Stated exercise: Skip the pictures. Reproduce all other material exactly.

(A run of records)
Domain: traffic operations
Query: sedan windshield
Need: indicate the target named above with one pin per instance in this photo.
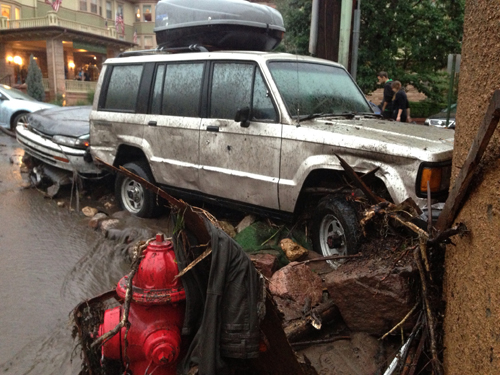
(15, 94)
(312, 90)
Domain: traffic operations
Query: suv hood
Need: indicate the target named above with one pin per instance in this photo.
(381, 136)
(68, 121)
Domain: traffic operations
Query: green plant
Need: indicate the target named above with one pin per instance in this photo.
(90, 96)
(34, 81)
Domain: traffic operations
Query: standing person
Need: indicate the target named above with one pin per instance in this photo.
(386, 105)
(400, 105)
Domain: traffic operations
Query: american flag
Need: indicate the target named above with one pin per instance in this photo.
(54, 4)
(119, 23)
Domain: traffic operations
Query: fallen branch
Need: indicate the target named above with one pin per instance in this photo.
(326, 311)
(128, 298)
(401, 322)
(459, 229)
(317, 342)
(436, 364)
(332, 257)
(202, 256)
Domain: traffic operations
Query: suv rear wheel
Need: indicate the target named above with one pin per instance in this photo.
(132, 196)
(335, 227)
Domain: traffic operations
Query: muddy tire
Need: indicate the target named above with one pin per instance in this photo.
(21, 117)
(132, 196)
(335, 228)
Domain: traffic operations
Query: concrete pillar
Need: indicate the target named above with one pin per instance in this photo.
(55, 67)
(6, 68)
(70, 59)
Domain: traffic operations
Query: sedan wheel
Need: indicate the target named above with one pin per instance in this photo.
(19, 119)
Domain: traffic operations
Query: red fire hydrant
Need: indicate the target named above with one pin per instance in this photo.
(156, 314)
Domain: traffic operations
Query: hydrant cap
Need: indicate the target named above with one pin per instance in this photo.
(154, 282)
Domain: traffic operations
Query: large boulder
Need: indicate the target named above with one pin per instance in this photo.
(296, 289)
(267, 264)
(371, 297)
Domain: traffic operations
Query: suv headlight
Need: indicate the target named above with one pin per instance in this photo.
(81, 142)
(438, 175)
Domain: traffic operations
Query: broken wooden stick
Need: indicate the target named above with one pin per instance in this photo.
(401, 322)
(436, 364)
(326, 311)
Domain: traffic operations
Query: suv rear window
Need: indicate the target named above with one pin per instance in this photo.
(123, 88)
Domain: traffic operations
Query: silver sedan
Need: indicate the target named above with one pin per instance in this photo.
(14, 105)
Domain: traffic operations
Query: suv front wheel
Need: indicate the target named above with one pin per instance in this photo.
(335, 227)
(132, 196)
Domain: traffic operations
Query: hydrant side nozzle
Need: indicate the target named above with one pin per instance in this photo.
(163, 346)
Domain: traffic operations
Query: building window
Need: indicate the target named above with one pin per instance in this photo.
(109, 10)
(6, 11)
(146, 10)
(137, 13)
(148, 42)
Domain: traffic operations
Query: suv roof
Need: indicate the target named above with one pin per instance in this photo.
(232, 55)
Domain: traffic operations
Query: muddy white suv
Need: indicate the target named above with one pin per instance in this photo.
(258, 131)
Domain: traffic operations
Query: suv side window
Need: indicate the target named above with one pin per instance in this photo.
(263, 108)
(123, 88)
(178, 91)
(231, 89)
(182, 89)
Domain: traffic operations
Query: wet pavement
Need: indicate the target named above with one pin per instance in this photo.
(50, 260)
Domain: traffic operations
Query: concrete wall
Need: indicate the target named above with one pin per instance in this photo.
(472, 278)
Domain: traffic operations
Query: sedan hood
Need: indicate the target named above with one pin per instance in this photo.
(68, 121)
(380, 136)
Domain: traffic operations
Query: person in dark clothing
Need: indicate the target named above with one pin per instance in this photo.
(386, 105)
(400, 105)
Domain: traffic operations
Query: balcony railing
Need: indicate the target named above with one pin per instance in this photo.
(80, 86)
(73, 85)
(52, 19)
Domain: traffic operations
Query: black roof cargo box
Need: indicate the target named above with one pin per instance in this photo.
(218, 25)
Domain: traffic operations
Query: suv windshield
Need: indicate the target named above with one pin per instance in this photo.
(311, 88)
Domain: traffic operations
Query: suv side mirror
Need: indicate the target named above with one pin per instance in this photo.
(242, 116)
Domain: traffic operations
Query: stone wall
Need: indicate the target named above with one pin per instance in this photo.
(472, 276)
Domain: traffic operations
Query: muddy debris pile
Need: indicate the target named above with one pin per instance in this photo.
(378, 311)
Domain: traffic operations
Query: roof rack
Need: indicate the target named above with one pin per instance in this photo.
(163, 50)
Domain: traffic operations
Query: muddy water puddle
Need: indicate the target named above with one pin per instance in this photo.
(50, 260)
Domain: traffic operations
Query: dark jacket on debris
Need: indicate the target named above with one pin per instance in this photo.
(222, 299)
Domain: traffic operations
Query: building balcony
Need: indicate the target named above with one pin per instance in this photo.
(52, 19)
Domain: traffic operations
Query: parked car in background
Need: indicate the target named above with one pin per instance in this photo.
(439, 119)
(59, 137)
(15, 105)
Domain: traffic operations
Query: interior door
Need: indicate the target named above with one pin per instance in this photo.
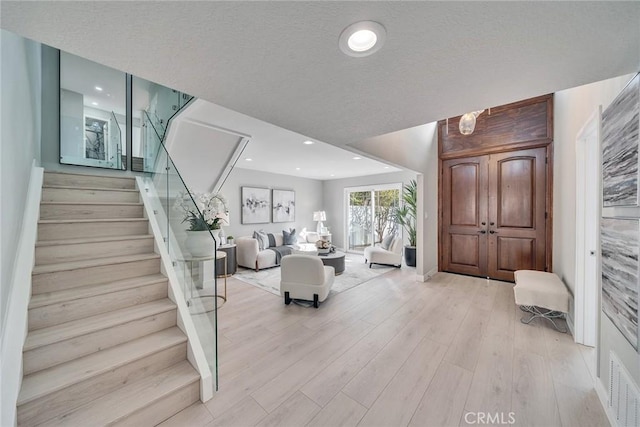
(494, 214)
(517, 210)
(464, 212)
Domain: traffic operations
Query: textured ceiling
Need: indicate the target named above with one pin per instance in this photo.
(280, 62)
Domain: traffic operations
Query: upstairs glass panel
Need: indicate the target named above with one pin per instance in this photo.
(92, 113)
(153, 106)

Result:
Domain: traffic operations
Query: sedan windshield
Need: indicate the target named above with one pin per instance in this photo.
(15, 94)
(312, 90)
Domain: traffic operations
Query: suv hood
Need: indicate the target named above with one pin per instance in this photo.
(381, 136)
(68, 121)
Domain: traffic operations
Query: green plant
Need: indicate the target named above with one pin per instance in this photo.
(90, 96)
(34, 81)
Domain: traffic operations
Query: standing person
Need: indicate the target named above with one pin per instance in this photo.
(386, 105)
(400, 105)
Domain: traffic operations
Query: american flag
Need: indicate the target named above with one pin per instance in this photo.
(54, 4)
(119, 23)
Domain: traffic operations
Query: fallen branch
Need: indicate the target named above with one pin per instance in this photo.
(326, 311)
(128, 298)
(401, 322)
(459, 229)
(317, 342)
(436, 364)
(332, 257)
(202, 256)
Domain: traffic operations
Query: suv rear wheel
Need: indicate the target named above with one pin per instance in this photo.
(132, 196)
(335, 227)
Domain: traffic operations
Query: muddy tire
Need: indicate the target named above with one pin per instance in this photo.
(21, 117)
(132, 196)
(335, 228)
Domain: traffic operations
Query: concrete pillar
Need: indicate the target named above with one pin per instance in this photo.
(55, 67)
(6, 68)
(70, 59)
Domain: traffic operations
Query: sedan wheel
Need: indicate the target named above with one pin per instance in this photo.
(19, 119)
Domain: traffic operations
Query: red fire hydrant
Need: indicate the target named above with one pin per instance in this photo.
(156, 314)
Domain: traffic operations
Query: hydrant cap
Need: indicate the target named above with one pin per instance in this photo.
(154, 282)
Domain: traffic operations
Query: large boulder
Need: indicate the target named above with one pin per instance in this photo.
(296, 289)
(267, 264)
(371, 297)
Domain: traffic operations
Query: suv headlight
Need: indicate the target named above with one pin per instance in this photo.
(81, 142)
(438, 175)
Domain: traffic operations
Query: broken wooden stick
Need: indicate the target named above with one pin per instance in this photo.
(401, 322)
(436, 364)
(326, 311)
Domain: traffic operations
Query: suv rear window
Need: indicate the target named above with one pin per instance in this photo.
(123, 88)
Domain: traffic operations
Query: silver sedan
Need: indicate the target named above with one pin per instance in this photo.
(14, 105)
Domain: traffic operations
Query: suv front wheel
Need: indicate the target named above with one pin per instance in this photo.
(335, 227)
(132, 196)
Domain: traffic operations
Query: hydrant side nozzle
Need: indicate the target named above with one pin per instance in this photo.
(163, 346)
Domain: traffic operations
Query: building window
Need: indicate the target named above with one pin per instance in this photo.
(109, 10)
(6, 11)
(146, 10)
(137, 13)
(148, 42)
Domain: traffic operations
Query: suv roof
Need: indicate the target named above with one pin per instance in this photo.
(232, 55)
Domain: traffic operations
Query: muddy white suv
Need: indicate the target named above with one pin per instance in this photo.
(258, 131)
Domain: traffic operations
Query: suv side window
Need: indicate the target named above with one pin per instance in this photo.
(263, 108)
(123, 88)
(178, 91)
(231, 89)
(182, 89)
Domain: traffic operations
Query: wet pavement
Need: indicate the target named above with one pin per instance in this photo.
(50, 260)
Domain: traffic operations
Query: concrete wall
Need: indicate the target named above with one pin per instance in this photo.
(472, 278)
Domain: traffic operations
Query: sedan hood
Need: indicate the target named above with one pin per instance in this photo.
(68, 121)
(380, 136)
Domain: traffic operations
Query: person in dark clothing
Need: indicate the target named above with one pin per instance in this photo.
(386, 105)
(400, 105)
Domain: traffic operations
Query: balcony railing
Need: indicate the target named above with one pin per instance in this photo.
(80, 86)
(73, 85)
(52, 19)
Domain: traffic operations
Query: black roof cargo box
Need: indicate the target named above with one pin per instance in this photo.
(218, 25)
Domain: traffic operations
Query: suv windshield
Need: indicate the target named above with one pin per instance in this photo.
(311, 88)
Domain: traffic operations
Query: suv side mirror
Need: indicate the target named above with one pin per instance in this photo.
(242, 116)
Domain: traffic operations
Query: stone wall
Need: indicate the target named above with one pin per instance in this photo.
(472, 276)
Domain: traffic operations
Query: muddy debris pile
Need: indicate the target named above with one pin per instance in this photo.
(378, 311)
Domain: traffic operations
Query: roof rack
Need: indicate the target named above with one pin per instance in this photo.
(163, 50)
Domain: traffic operations
Query: muddy water puddle
Need: indicate the target named above with one pin per instance in this photo.
(50, 260)
Domain: traffic operations
Query: dark jacket on debris
Need: indicate the target named above with one pin per instance in this photo.
(222, 299)
Domain: traffic operations
Query: building balcony
Need: indicate the target named above with one pin per instance in this photo.
(52, 19)
Domain: traffic operations
Query: parked car in background
Need: indicate the target named above with one pin per instance in this photo.
(439, 119)
(59, 137)
(15, 105)
Domain: traffic operations
Query: interior door
Need: indicate the target named above with one pin per instance in this photo.
(494, 214)
(517, 210)
(464, 212)
Domain: traffic operations
Query: textured ceiling
Need: indicate the target named above with one pin per instance in this photo.
(280, 62)
Domain: traffic operations
Query: upstairs glass panel
Need: indicate the target named above with one pin per instance in this photo.
(92, 113)
(153, 106)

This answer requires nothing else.